Set problem => Can you output the records below exactly as they are written?

Dataset rows =>
════════════════════

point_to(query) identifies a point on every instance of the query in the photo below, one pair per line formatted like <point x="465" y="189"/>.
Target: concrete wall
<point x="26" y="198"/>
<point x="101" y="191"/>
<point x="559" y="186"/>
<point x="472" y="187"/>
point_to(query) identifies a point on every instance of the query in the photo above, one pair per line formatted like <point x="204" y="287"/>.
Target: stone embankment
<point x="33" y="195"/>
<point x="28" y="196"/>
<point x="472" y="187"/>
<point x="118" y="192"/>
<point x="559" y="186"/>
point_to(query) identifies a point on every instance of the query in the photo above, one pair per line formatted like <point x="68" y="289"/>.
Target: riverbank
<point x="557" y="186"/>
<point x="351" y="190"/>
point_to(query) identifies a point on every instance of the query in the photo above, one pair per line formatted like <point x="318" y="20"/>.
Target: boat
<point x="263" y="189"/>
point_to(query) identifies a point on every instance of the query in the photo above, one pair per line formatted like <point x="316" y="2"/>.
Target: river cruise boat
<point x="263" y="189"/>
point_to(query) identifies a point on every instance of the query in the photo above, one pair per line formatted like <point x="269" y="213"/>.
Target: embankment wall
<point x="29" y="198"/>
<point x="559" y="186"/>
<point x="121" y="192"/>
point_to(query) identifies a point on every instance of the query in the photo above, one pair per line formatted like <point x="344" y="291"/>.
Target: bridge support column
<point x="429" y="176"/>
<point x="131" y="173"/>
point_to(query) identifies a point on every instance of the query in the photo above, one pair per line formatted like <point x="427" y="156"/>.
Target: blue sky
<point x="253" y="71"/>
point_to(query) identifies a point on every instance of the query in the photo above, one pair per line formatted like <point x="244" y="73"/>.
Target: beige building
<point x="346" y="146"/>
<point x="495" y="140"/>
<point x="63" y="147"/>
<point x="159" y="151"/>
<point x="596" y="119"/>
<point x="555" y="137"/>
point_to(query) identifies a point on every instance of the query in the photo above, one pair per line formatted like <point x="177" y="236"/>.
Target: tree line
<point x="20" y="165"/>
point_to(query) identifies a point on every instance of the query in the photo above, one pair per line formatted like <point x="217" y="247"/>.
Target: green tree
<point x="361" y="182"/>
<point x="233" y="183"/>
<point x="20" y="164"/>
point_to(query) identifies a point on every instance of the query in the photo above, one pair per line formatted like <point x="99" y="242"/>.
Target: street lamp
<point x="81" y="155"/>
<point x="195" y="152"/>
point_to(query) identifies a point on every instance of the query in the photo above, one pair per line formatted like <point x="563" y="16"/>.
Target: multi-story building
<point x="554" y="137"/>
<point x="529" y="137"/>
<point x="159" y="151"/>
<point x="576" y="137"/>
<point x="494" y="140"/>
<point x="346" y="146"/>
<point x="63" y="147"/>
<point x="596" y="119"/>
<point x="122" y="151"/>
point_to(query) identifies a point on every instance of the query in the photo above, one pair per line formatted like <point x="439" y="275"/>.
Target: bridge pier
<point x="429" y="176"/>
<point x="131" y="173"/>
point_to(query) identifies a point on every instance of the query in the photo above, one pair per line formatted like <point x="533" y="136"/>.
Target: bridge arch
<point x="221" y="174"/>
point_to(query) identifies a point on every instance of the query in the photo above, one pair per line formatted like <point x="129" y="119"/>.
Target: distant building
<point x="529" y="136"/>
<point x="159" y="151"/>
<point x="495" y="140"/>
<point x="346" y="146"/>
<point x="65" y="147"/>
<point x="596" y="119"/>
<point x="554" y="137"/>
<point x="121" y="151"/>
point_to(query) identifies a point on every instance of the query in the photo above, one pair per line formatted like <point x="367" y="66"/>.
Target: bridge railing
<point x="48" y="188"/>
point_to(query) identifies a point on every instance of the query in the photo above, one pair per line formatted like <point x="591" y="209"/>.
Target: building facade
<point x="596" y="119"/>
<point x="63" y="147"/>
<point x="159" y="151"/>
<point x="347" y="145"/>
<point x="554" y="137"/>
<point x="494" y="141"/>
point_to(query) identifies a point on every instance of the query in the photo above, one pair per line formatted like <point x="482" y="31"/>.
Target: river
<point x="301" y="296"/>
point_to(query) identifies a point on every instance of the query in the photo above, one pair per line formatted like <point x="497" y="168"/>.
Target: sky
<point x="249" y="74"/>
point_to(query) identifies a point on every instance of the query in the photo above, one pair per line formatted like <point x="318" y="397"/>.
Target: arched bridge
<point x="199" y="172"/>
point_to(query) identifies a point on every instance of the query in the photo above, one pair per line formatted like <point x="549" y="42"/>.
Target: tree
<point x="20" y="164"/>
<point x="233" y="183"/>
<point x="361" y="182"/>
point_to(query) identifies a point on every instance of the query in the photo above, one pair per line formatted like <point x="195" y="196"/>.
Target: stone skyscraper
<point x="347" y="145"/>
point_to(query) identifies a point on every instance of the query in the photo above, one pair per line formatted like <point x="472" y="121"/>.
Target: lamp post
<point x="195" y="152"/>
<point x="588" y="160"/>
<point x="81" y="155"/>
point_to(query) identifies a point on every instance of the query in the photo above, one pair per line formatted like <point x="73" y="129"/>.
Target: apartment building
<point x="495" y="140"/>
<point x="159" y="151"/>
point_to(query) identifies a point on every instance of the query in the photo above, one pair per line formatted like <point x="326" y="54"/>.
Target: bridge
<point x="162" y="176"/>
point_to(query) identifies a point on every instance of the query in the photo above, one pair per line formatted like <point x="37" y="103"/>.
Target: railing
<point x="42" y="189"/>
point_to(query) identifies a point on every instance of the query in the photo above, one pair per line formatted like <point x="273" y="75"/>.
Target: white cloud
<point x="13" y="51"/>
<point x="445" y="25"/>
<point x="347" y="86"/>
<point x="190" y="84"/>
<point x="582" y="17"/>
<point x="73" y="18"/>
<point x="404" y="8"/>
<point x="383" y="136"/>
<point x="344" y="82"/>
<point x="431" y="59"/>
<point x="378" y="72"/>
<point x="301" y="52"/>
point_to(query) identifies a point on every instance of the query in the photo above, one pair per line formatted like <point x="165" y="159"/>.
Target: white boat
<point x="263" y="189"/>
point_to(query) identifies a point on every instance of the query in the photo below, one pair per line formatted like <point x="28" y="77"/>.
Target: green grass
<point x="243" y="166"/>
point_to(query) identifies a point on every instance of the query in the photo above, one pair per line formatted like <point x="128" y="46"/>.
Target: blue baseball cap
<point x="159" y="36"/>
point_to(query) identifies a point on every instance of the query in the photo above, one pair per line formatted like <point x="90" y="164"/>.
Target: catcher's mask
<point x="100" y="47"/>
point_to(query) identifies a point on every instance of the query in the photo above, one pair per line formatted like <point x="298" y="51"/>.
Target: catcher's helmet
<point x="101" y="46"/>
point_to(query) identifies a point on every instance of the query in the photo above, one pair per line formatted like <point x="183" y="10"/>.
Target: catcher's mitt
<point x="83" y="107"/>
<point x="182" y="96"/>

════════════════════

Expected answer =>
point_to(query) identifies a point on every instance of the query in the photo below, one pair per line formatted like <point x="465" y="189"/>.
Target: concrete wall
<point x="26" y="198"/>
<point x="101" y="191"/>
<point x="559" y="186"/>
<point x="472" y="187"/>
point_to(query) identifies a point on every instance of the query in the photo above, one pair per line formatted like <point x="204" y="287"/>.
Target: stone embankment
<point x="33" y="195"/>
<point x="28" y="196"/>
<point x="472" y="187"/>
<point x="118" y="192"/>
<point x="559" y="186"/>
point_to(query) identifies a point on every instance of the query in the photo above, one pair per line formatted like <point x="68" y="289"/>.
Target: riverbank
<point x="557" y="186"/>
<point x="351" y="190"/>
point_to(query) identifies a point on every instance of the query in the photo above, one pair per line formatted like <point x="318" y="20"/>.
Target: boat
<point x="263" y="189"/>
point_to(query) identifies a point on every instance of the query in the photo above, one pair per line formatted like <point x="316" y="2"/>.
Target: river cruise boat
<point x="263" y="189"/>
point_to(query) identifies a point on every instance of the query in the photo above, one pair per line formatted like <point x="269" y="213"/>.
Target: embankment wall
<point x="29" y="198"/>
<point x="559" y="186"/>
<point x="121" y="192"/>
point_to(query) identifies a point on every instance of the query in the photo above, one pair per line formatted like <point x="344" y="291"/>.
Target: bridge support column
<point x="429" y="176"/>
<point x="131" y="173"/>
point_to(query) identifies a point on every instance of the query in the photo above, one pair per line formatted like <point x="427" y="156"/>.
Target: blue sky
<point x="253" y="71"/>
point_to(query) identifies a point on every instance of the query in the photo above, one pair per line formatted like <point x="244" y="73"/>.
Target: beige building
<point x="346" y="146"/>
<point x="495" y="140"/>
<point x="63" y="147"/>
<point x="159" y="151"/>
<point x="596" y="119"/>
<point x="555" y="137"/>
point_to(query) identifies a point on every instance of the query in the photo above, one pair per line formatted like <point x="177" y="236"/>.
Target: tree line
<point x="20" y="165"/>
point_to(query) identifies a point on every instance of the query in the photo above, one pair per line formatted like <point x="217" y="247"/>.
Target: green tree
<point x="361" y="182"/>
<point x="233" y="183"/>
<point x="20" y="164"/>
point_to(query) identifies a point on every instance of the query in the photo above, one pair per line formatted like <point x="99" y="242"/>.
Target: street lamp
<point x="81" y="155"/>
<point x="195" y="152"/>
point_to(query) identifies a point on every instance of the query in the photo above, one pair per line formatted like <point x="563" y="16"/>.
Target: multi-story building
<point x="554" y="137"/>
<point x="529" y="137"/>
<point x="159" y="151"/>
<point x="576" y="137"/>
<point x="494" y="140"/>
<point x="346" y="146"/>
<point x="63" y="147"/>
<point x="596" y="119"/>
<point x="122" y="151"/>
point_to(query) identifies a point on every instance of the query in the photo above, one pair per line formatted like <point x="439" y="275"/>.
Target: bridge pier
<point x="429" y="176"/>
<point x="131" y="173"/>
point_to(query) identifies a point on every instance of the query in the photo above, one pair per line formatted like <point x="533" y="136"/>.
Target: bridge arch
<point x="221" y="174"/>
point_to(query) identifies a point on every instance of the query in the photo above, one pair per line formatted like <point x="129" y="119"/>.
Target: distant building
<point x="529" y="136"/>
<point x="159" y="151"/>
<point x="495" y="140"/>
<point x="346" y="146"/>
<point x="65" y="147"/>
<point x="596" y="119"/>
<point x="554" y="137"/>
<point x="121" y="151"/>
point_to(query) identifies a point on every instance of the query in the photo above, one pair per line formatted like <point x="367" y="66"/>.
Target: bridge railing
<point x="48" y="188"/>
point_to(query) identifies a point on every instance of the query in the photo above, one pair per line formatted like <point x="591" y="209"/>.
Target: building facade
<point x="596" y="119"/>
<point x="63" y="147"/>
<point x="159" y="151"/>
<point x="347" y="145"/>
<point x="554" y="137"/>
<point x="494" y="141"/>
point_to(query) identifies a point on every instance of the query in the photo above, one pair per line formatted like <point x="482" y="31"/>.
Target: river
<point x="301" y="296"/>
point_to(query) identifies a point on every instance of the query in the photo above, one pair per line formatted like <point x="497" y="168"/>.
Target: sky
<point x="249" y="74"/>
point_to(query) identifies a point on every instance of the query in the photo above, one pair per line formatted like <point x="318" y="397"/>.
Target: arched bridge
<point x="199" y="172"/>
point_to(query) identifies a point on every instance of the query in the photo above, one pair per line formatted like <point x="549" y="42"/>.
Target: tree
<point x="20" y="164"/>
<point x="233" y="183"/>
<point x="361" y="182"/>
point_to(query) identifies a point on every instance of the query in the photo above, one pair per line formatted like <point x="195" y="196"/>.
Target: stone skyscraper
<point x="347" y="145"/>
point_to(query) identifies a point on every instance of the query in the photo above, one pair per line formatted like <point x="472" y="121"/>.
Target: lamp post
<point x="195" y="152"/>
<point x="588" y="160"/>
<point x="81" y="155"/>
point_to(query) identifies a point on every instance of the query in the photo above, one pair per line formatted like <point x="73" y="129"/>.
Target: apartment building
<point x="495" y="140"/>
<point x="159" y="151"/>
point_to(query) identifies a point on every instance of the query in the photo above, one pair per line formatted like <point x="326" y="54"/>.
Target: bridge
<point x="162" y="176"/>
point_to(query) identifies a point on every instance of the query in the photo above, one pair per line formatted like <point x="37" y="103"/>.
Target: railing
<point x="42" y="189"/>
point_to(query) identifies a point on every instance of the query in the photo above, one pair per line formatted like <point x="273" y="75"/>.
Target: white cloud
<point x="13" y="51"/>
<point x="445" y="25"/>
<point x="347" y="86"/>
<point x="190" y="84"/>
<point x="582" y="17"/>
<point x="73" y="18"/>
<point x="404" y="8"/>
<point x="383" y="136"/>
<point x="344" y="82"/>
<point x="431" y="59"/>
<point x="378" y="72"/>
<point x="301" y="52"/>
point_to(query) identifies a point on every instance of the query in the photo above, one pair per line formatted like <point x="165" y="159"/>.
Target: white boat
<point x="263" y="189"/>
point_to(query) identifies a point on every instance of the query in the photo below, one pair per line formatted like <point x="28" y="77"/>.
Target: green grass
<point x="243" y="166"/>
point_to(query) identifies a point on every instance of the query in the photo above, one pair per line formatted like <point x="128" y="46"/>.
Target: blue baseball cap
<point x="159" y="36"/>
point_to(query) identifies a point on every instance of the query in the photo above, one pair per line formatted like <point x="90" y="164"/>.
Target: catcher's mask
<point x="100" y="47"/>
point_to(query) identifies a point on every instance of the query in the photo above, one pair per line formatted like <point x="298" y="51"/>.
Target: catcher's helmet
<point x="101" y="46"/>
point_to(query) identifies a point on every instance of the query in the photo above, one pair per line formatted like <point x="183" y="10"/>.
Target: catcher's mitt
<point x="83" y="107"/>
<point x="182" y="96"/>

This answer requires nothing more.